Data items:

-=-=-

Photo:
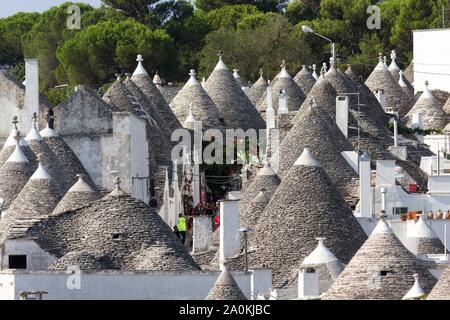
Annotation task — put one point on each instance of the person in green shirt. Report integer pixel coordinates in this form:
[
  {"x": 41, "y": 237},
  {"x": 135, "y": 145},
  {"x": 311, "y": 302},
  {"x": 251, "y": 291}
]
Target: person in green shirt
[{"x": 181, "y": 226}]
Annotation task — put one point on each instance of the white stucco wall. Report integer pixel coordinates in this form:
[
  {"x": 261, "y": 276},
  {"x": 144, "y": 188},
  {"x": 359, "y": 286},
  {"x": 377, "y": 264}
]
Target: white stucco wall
[
  {"x": 123, "y": 285},
  {"x": 37, "y": 259},
  {"x": 431, "y": 59}
]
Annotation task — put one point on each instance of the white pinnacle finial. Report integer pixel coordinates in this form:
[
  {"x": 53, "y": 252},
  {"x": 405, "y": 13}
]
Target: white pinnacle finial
[
  {"x": 393, "y": 55},
  {"x": 307, "y": 159},
  {"x": 41, "y": 171},
  {"x": 48, "y": 132},
  {"x": 190, "y": 118},
  {"x": 380, "y": 64},
  {"x": 17, "y": 155},
  {"x": 140, "y": 70},
  {"x": 393, "y": 65},
  {"x": 220, "y": 65},
  {"x": 192, "y": 80},
  {"x": 284, "y": 73},
  {"x": 320, "y": 255},
  {"x": 314, "y": 74},
  {"x": 426, "y": 93},
  {"x": 401, "y": 81},
  {"x": 33, "y": 134},
  {"x": 416, "y": 292}
]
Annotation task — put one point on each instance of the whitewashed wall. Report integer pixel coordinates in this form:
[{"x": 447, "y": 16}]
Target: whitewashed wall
[
  {"x": 124, "y": 285},
  {"x": 431, "y": 59}
]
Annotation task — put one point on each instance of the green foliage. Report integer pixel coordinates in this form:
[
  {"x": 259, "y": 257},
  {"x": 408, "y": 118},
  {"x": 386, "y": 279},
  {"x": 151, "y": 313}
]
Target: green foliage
[
  {"x": 229, "y": 16},
  {"x": 252, "y": 46},
  {"x": 49, "y": 33},
  {"x": 299, "y": 10},
  {"x": 57, "y": 95},
  {"x": 405, "y": 130},
  {"x": 97, "y": 52},
  {"x": 175, "y": 37},
  {"x": 18, "y": 70},
  {"x": 413, "y": 15},
  {"x": 11, "y": 32},
  {"x": 263, "y": 5},
  {"x": 154, "y": 13}
]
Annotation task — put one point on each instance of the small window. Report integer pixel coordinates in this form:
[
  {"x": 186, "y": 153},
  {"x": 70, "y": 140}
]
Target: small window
[
  {"x": 17, "y": 262},
  {"x": 117, "y": 236},
  {"x": 399, "y": 210}
]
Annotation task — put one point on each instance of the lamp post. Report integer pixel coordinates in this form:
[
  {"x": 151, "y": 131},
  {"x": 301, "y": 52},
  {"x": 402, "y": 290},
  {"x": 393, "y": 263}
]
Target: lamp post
[
  {"x": 307, "y": 29},
  {"x": 245, "y": 231}
]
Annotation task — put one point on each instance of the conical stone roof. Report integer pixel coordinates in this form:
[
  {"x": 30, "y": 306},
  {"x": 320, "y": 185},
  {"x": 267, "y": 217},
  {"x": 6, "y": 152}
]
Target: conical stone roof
[
  {"x": 427, "y": 240},
  {"x": 54, "y": 166},
  {"x": 304, "y": 80},
  {"x": 257, "y": 90},
  {"x": 305, "y": 205},
  {"x": 433, "y": 116},
  {"x": 225, "y": 288},
  {"x": 237, "y": 110},
  {"x": 409, "y": 73},
  {"x": 382, "y": 269},
  {"x": 141, "y": 78},
  {"x": 238, "y": 78},
  {"x": 407, "y": 88},
  {"x": 315, "y": 129},
  {"x": 14, "y": 174},
  {"x": 38, "y": 198},
  {"x": 367, "y": 97},
  {"x": 381, "y": 78},
  {"x": 157, "y": 130},
  {"x": 441, "y": 290},
  {"x": 324, "y": 95},
  {"x": 79, "y": 195},
  {"x": 193, "y": 97},
  {"x": 284, "y": 82},
  {"x": 258, "y": 192},
  {"x": 446, "y": 106},
  {"x": 66, "y": 156},
  {"x": 119, "y": 227},
  {"x": 10, "y": 145}
]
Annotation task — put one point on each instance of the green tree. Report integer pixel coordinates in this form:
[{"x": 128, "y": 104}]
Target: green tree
[
  {"x": 50, "y": 32},
  {"x": 228, "y": 16},
  {"x": 253, "y": 46},
  {"x": 154, "y": 13},
  {"x": 299, "y": 10},
  {"x": 263, "y": 5},
  {"x": 11, "y": 31},
  {"x": 99, "y": 51},
  {"x": 413, "y": 15},
  {"x": 189, "y": 38}
]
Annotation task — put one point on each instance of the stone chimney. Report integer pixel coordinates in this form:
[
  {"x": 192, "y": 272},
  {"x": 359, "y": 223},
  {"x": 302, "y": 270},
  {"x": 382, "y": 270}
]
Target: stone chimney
[
  {"x": 31, "y": 91},
  {"x": 342, "y": 109},
  {"x": 229, "y": 230}
]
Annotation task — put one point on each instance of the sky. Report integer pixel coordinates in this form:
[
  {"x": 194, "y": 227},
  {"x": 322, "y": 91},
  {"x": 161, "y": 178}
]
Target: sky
[{"x": 9, "y": 7}]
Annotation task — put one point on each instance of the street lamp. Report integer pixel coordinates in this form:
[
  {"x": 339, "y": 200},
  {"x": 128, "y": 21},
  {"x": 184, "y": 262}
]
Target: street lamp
[
  {"x": 307, "y": 29},
  {"x": 245, "y": 231}
]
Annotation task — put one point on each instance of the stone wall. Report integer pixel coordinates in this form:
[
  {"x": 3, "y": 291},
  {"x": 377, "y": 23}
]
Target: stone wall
[{"x": 120, "y": 285}]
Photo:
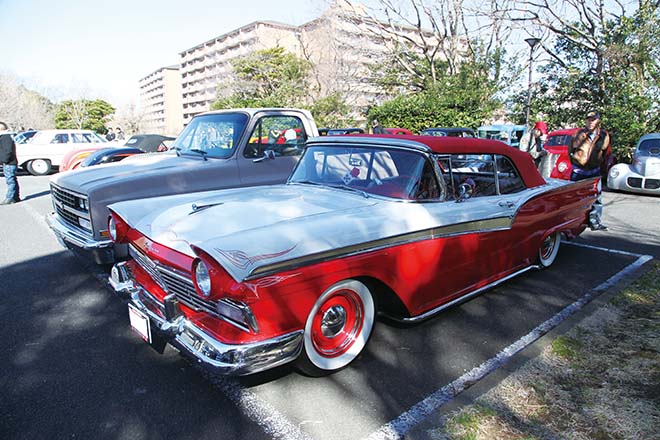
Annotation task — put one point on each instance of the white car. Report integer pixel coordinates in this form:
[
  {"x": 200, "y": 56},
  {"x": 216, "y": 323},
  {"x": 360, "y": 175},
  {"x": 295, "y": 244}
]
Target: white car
[
  {"x": 48, "y": 147},
  {"x": 643, "y": 175}
]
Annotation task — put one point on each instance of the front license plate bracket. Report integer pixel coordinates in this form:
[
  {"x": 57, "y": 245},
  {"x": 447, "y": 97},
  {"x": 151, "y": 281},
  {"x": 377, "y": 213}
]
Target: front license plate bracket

-=-=-

What you have to do => Please format every line of the material above as a JSON list of strings, one string per line, leaving out blank lines and the pictures.

The solution =>
[
  "Photo:",
  "Annotation task — put one point on each instance of the person in green shirt. Report integer pixel coordinates in this form:",
  "[",
  "  {\"x\": 41, \"y\": 237},",
  "  {\"x\": 135, \"y\": 145},",
  "  {\"x\": 311, \"y\": 302},",
  "  {\"x\": 251, \"y\": 291}",
  "]",
  "Target: person in green shirt",
  "[{\"x\": 181, \"y\": 226}]",
  "Annotation task — put one point on each instance of the white stucco wall. Report integer pixel coordinates in this form:",
  "[",
  "  {\"x\": 261, \"y\": 276},",
  "  {\"x\": 144, \"y\": 188},",
  "  {\"x\": 359, \"y\": 286},",
  "  {\"x\": 377, \"y\": 264}",
  "]",
  "Target: white stucco wall",
  "[",
  "  {\"x\": 123, \"y\": 285},",
  "  {\"x\": 37, \"y\": 259},",
  "  {\"x\": 431, \"y\": 59}",
  "]",
  "Annotation task — put one point on each instance of the white pinnacle finial. Report integer pixel coordinates in this form:",
  "[",
  "  {\"x\": 53, \"y\": 252},",
  "  {\"x\": 405, \"y\": 13}",
  "]",
  "Target: white pinnacle finial",
  "[",
  "  {\"x\": 393, \"y\": 55},",
  "  {\"x\": 307, \"y\": 159},",
  "  {\"x\": 41, \"y\": 171},",
  "  {\"x\": 48, \"y\": 132},",
  "  {\"x\": 190, \"y\": 118},",
  "  {\"x\": 380, \"y\": 64},",
  "  {\"x\": 17, \"y\": 155},",
  "  {\"x\": 140, \"y\": 70},",
  "  {\"x\": 393, \"y\": 65},",
  "  {\"x\": 220, \"y\": 65},",
  "  {\"x\": 192, \"y\": 80},",
  "  {\"x\": 284, \"y\": 73},",
  "  {\"x\": 320, \"y\": 255},",
  "  {\"x\": 314, \"y\": 74},",
  "  {\"x\": 426, \"y\": 93},",
  "  {\"x\": 401, \"y\": 81},",
  "  {\"x\": 33, \"y\": 134},",
  "  {\"x\": 416, \"y\": 292}",
  "]",
  "Annotation task — put one point on each instance of the whitewashed wall. Report integer pixel coordinates in this form:",
  "[{\"x\": 447, \"y\": 16}]",
  "Target: whitewashed wall",
  "[",
  "  {\"x\": 124, \"y\": 285},",
  "  {\"x\": 431, \"y\": 59}",
  "]",
  "Annotation task — put one point on each instance of the green foliage. Report integer pixel coordinates in this form:",
  "[",
  "  {\"x\": 259, \"y\": 257},",
  "  {\"x\": 408, \"y\": 118},",
  "  {\"x\": 386, \"y\": 279},",
  "  {\"x\": 151, \"y\": 313}",
  "]",
  "Target: green foliage",
  "[",
  "  {\"x\": 229, \"y\": 16},",
  "  {\"x\": 252, \"y\": 46},",
  "  {\"x\": 49, \"y\": 33},",
  "  {\"x\": 299, \"y\": 10},",
  "  {\"x\": 57, \"y\": 95},",
  "  {\"x\": 405, \"y\": 130},",
  "  {\"x\": 97, \"y\": 52},",
  "  {\"x\": 175, \"y\": 37},",
  "  {\"x\": 18, \"y\": 70},",
  "  {\"x\": 413, \"y\": 15},",
  "  {\"x\": 11, \"y\": 32},",
  "  {\"x\": 263, \"y\": 5},",
  "  {\"x\": 154, \"y\": 13}",
  "]",
  "Annotation task — put one point on each instance of the small window. Report integer pixel coordinates in this form:",
  "[",
  "  {\"x\": 186, \"y\": 153},",
  "  {\"x\": 70, \"y\": 140}",
  "]",
  "Target: small window",
  "[",
  "  {\"x\": 17, \"y\": 262},",
  "  {\"x\": 117, \"y\": 236},",
  "  {\"x\": 399, \"y\": 210}",
  "]",
  "Annotation task — put one point on each instance of the lamp post. Report integer pixel coordinates in this form:",
  "[",
  "  {\"x\": 151, \"y\": 131},",
  "  {\"x\": 301, \"y\": 52},",
  "  {\"x\": 402, \"y\": 290},",
  "  {\"x\": 393, \"y\": 263}",
  "]",
  "Target: lamp post",
  "[",
  "  {\"x\": 307, \"y\": 29},",
  "  {\"x\": 245, \"y\": 231}",
  "]",
  "Annotation task — put one point on each instance of the conical stone roof. Report integer pixel coordinates in this form:",
  "[",
  "  {\"x\": 30, \"y\": 306},",
  "  {\"x\": 320, \"y\": 185},",
  "  {\"x\": 267, \"y\": 217},",
  "  {\"x\": 6, \"y\": 152}",
  "]",
  "Target: conical stone roof",
  "[",
  "  {\"x\": 427, \"y\": 240},",
  "  {\"x\": 54, \"y\": 166},",
  "  {\"x\": 304, \"y\": 80},",
  "  {\"x\": 257, \"y\": 90},",
  "  {\"x\": 305, \"y\": 205},",
  "  {\"x\": 433, \"y\": 116},",
  "  {\"x\": 225, \"y\": 288},",
  "  {\"x\": 237, \"y\": 110},",
  "  {\"x\": 409, \"y\": 73},",
  "  {\"x\": 382, \"y\": 269},",
  "  {\"x\": 141, \"y\": 78},",
  "  {\"x\": 238, \"y\": 78},",
  "  {\"x\": 407, \"y\": 88},",
  "  {\"x\": 315, \"y\": 129},",
  "  {\"x\": 14, \"y\": 174},",
  "  {\"x\": 38, \"y\": 198},",
  "  {\"x\": 367, \"y\": 97},",
  "  {\"x\": 381, \"y\": 78},",
  "  {\"x\": 157, \"y\": 130},",
  "  {\"x\": 441, \"y\": 290},",
  "  {\"x\": 324, \"y\": 95},",
  "  {\"x\": 79, \"y\": 195},",
  "  {\"x\": 193, \"y\": 97},",
  "  {\"x\": 284, \"y\": 82},",
  "  {\"x\": 258, \"y\": 192},",
  "  {\"x\": 446, \"y\": 106},",
  "  {\"x\": 66, \"y\": 156},",
  "  {\"x\": 119, \"y\": 227},",
  "  {\"x\": 10, \"y\": 145}",
  "]",
  "Annotation task — put one point on each instance of the green tree. Report integer pixel coordinates in this form:",
  "[{\"x\": 128, \"y\": 104}]",
  "Target: green tree",
  "[",
  "  {\"x\": 50, \"y\": 32},",
  "  {\"x\": 228, \"y\": 16},",
  "  {\"x\": 253, \"y\": 46},",
  "  {\"x\": 154, \"y\": 13},",
  "  {\"x\": 299, \"y\": 10},",
  "  {\"x\": 263, \"y\": 5},",
  "  {\"x\": 11, \"y\": 31},",
  "  {\"x\": 99, \"y\": 51},",
  "  {\"x\": 413, \"y\": 15},",
  "  {\"x\": 189, \"y\": 38}",
  "]",
  "Annotation task — put one point on each instance of the stone chimney. Report integer pixel coordinates in this form:",
  "[",
  "  {\"x\": 192, \"y\": 272},",
  "  {\"x\": 359, \"y\": 223},",
  "  {\"x\": 302, \"y\": 270},",
  "  {\"x\": 382, \"y\": 270}",
  "]",
  "Target: stone chimney",
  "[",
  "  {\"x\": 31, \"y\": 91},",
  "  {\"x\": 342, \"y\": 109},",
  "  {\"x\": 229, \"y\": 230}",
  "]",
  "Annotation task — put one point on each instance of the sky. Report integer pixel coordinates in this form:",
  "[",
  "  {\"x\": 194, \"y\": 227},",
  "  {\"x\": 322, \"y\": 91},",
  "  {\"x\": 161, \"y\": 178}",
  "]",
  "Target: sky",
  "[{\"x\": 9, \"y\": 7}]",
  "Annotation task — put one point on each instance of the street lamp. Report integer pixel coordinates in this form:",
  "[",
  "  {\"x\": 339, \"y\": 200},",
  "  {\"x\": 128, \"y\": 21},",
  "  {\"x\": 184, \"y\": 262}",
  "]",
  "Target: street lamp",
  "[",
  "  {\"x\": 307, \"y\": 29},",
  "  {\"x\": 245, \"y\": 231}",
  "]",
  "Annotation task — put one point on each instance of the stone wall. Report integer pixel coordinates in this form:",
  "[",
  "  {\"x\": 3, \"y\": 291},",
  "  {\"x\": 377, \"y\": 23}",
  "]",
  "Target: stone wall",
  "[{\"x\": 120, \"y\": 285}]",
  "Photo:",
  "Annotation task — put one point on each instance of the white car. Report integer pixel coordinates in this form:",
  "[",
  "  {\"x\": 200, \"y\": 56},",
  "  {\"x\": 216, \"y\": 323},",
  "  {\"x\": 360, \"y\": 175},",
  "  {\"x\": 295, \"y\": 244}",
  "]",
  "Target: white car",
  "[",
  "  {\"x\": 48, \"y\": 147},",
  "  {\"x\": 643, \"y\": 175}",
  "]",
  "Annotation task — put one point on each instance of the front license plate bracket. Report integer pixel coordinates in this form:",
  "[",
  "  {\"x\": 57, \"y\": 245},",
  "  {\"x\": 447, \"y\": 97},",
  "  {\"x\": 151, \"y\": 281},",
  "  {\"x\": 377, \"y\": 213}",
  "]",
  "Target: front license plate bracket"
]